▸ Input
[Start of section]
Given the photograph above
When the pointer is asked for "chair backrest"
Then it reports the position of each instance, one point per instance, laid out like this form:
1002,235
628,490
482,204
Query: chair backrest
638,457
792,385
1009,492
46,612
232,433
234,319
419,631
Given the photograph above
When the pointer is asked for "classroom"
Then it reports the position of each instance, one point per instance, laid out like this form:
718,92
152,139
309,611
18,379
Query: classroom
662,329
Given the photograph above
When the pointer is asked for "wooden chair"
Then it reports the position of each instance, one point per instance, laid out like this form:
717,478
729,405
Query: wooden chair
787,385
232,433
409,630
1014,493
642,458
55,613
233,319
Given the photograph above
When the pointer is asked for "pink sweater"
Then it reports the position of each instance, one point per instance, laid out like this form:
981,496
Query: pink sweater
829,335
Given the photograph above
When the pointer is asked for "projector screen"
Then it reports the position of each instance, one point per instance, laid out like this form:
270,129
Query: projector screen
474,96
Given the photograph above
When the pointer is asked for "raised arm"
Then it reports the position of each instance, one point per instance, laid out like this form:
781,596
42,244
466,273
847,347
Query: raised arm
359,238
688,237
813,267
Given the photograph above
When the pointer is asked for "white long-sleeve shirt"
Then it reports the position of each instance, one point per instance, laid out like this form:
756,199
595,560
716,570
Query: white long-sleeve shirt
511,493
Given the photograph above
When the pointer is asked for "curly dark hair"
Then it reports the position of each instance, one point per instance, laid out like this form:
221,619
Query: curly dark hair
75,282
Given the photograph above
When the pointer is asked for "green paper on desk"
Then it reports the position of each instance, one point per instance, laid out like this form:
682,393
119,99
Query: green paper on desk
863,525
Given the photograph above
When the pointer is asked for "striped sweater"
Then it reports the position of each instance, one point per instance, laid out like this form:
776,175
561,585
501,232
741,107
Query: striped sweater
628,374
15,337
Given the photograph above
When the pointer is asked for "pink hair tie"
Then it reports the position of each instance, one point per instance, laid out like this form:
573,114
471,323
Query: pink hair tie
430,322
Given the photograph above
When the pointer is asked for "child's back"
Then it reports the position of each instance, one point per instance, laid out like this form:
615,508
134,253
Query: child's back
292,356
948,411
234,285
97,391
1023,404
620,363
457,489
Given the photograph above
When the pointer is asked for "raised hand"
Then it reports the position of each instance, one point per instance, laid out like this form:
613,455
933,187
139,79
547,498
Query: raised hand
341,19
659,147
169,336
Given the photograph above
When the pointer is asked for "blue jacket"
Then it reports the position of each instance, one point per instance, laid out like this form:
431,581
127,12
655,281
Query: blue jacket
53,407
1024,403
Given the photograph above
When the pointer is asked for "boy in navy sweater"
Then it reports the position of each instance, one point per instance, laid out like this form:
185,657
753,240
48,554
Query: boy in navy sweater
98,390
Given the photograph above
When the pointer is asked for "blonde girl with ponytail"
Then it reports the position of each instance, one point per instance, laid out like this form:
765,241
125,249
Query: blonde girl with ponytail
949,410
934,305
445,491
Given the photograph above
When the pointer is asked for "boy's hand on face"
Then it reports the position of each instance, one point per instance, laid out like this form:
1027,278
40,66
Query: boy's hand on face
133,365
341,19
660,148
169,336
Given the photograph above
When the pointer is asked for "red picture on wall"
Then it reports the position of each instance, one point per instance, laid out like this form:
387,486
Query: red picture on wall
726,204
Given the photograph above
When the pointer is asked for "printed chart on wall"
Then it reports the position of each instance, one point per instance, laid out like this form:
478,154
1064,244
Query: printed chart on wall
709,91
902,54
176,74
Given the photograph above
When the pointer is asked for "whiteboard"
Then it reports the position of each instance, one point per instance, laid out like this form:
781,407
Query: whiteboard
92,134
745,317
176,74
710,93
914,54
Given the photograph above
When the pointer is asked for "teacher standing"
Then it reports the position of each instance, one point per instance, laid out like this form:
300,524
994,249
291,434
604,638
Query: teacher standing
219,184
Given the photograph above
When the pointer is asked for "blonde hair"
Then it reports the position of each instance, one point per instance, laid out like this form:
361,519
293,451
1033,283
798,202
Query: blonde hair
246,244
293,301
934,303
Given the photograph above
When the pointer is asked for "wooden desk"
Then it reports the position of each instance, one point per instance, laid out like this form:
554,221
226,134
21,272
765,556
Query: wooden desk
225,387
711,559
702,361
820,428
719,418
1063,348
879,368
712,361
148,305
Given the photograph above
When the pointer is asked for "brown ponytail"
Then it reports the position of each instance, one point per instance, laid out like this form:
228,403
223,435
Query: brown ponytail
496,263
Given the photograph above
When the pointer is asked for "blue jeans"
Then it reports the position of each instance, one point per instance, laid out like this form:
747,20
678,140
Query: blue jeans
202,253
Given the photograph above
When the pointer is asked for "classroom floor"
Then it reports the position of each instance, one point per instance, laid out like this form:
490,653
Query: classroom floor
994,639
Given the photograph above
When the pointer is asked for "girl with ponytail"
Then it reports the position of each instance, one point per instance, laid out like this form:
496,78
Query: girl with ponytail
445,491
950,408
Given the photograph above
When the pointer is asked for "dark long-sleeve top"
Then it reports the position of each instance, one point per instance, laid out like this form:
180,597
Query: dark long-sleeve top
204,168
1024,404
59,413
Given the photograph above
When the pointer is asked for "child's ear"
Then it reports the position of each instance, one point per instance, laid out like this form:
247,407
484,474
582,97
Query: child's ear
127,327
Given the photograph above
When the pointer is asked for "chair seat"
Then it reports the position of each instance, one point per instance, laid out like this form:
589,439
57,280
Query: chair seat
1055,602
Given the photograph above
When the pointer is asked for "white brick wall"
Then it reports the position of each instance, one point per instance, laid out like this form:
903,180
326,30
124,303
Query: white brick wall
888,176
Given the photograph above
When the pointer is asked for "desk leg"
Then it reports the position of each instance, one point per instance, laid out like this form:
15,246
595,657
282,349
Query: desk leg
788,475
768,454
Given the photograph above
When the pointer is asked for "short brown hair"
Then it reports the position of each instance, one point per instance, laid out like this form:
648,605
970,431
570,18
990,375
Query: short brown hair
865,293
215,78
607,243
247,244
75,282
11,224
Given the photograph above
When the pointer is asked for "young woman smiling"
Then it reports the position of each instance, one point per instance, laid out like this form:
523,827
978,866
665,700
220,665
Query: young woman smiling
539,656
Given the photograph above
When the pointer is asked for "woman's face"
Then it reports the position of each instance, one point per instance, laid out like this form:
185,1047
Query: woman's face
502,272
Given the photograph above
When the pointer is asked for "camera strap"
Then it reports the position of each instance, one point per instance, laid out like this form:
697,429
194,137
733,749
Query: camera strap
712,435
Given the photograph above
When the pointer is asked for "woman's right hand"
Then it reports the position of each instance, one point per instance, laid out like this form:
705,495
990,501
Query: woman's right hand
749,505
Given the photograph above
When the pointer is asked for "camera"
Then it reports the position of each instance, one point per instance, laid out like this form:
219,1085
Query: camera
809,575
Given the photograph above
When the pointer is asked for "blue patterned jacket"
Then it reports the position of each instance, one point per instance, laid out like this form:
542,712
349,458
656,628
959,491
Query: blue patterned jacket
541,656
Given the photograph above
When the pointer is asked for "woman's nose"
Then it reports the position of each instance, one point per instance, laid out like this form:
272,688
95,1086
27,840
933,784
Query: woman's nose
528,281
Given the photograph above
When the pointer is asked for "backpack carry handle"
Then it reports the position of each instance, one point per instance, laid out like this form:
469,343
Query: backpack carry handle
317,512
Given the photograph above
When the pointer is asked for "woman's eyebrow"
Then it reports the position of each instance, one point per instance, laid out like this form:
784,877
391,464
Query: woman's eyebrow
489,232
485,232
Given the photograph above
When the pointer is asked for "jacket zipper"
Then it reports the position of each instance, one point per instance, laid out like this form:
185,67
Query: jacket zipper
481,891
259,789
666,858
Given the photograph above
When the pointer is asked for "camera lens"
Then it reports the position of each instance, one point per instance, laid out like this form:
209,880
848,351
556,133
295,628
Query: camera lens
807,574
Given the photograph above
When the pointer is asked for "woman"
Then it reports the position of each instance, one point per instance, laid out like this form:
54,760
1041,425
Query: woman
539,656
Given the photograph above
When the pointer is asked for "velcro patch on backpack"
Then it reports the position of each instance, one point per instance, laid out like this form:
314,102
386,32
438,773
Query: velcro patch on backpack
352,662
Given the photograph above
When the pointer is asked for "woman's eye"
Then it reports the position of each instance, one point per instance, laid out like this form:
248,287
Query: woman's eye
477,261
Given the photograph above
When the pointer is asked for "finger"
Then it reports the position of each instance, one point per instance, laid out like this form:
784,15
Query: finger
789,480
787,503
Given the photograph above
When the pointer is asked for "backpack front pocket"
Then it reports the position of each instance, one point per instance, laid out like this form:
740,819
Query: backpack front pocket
[End of section]
▸ What is required
Scan the entries above. Copy each line that has the string "pocket".

▸ Response below
When the pointer is asked for "backpack front pocket"
Query: backpack front pocket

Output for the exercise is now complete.